Image object location records:
────────────────

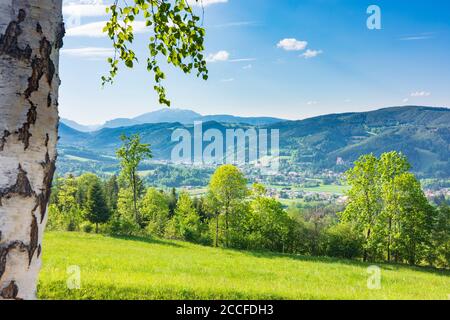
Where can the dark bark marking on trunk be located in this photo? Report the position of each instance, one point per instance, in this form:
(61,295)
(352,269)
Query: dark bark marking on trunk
(22,186)
(24,132)
(61,31)
(4,251)
(10,292)
(41,66)
(8,41)
(38,28)
(42,199)
(6,134)
(34,236)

────────────────

▸ **The problem**:
Format the lines of these records as a JSON list of strings, one string per line, skipping blank lines and leaving the pictures out.

▸ **Task response**:
[
  "Where can the dark bark marking on trunk be located in this photo? Report the position of each instance, one point per instance, in this form:",
  "(61,295)",
  "(352,269)",
  "Query: dark bark marking on trunk",
  "(22,186)",
  "(24,132)",
  "(61,31)",
  "(4,251)",
  "(10,292)",
  "(41,66)",
  "(8,41)",
  "(38,28)",
  "(42,199)",
  "(6,134)",
  "(34,236)"
]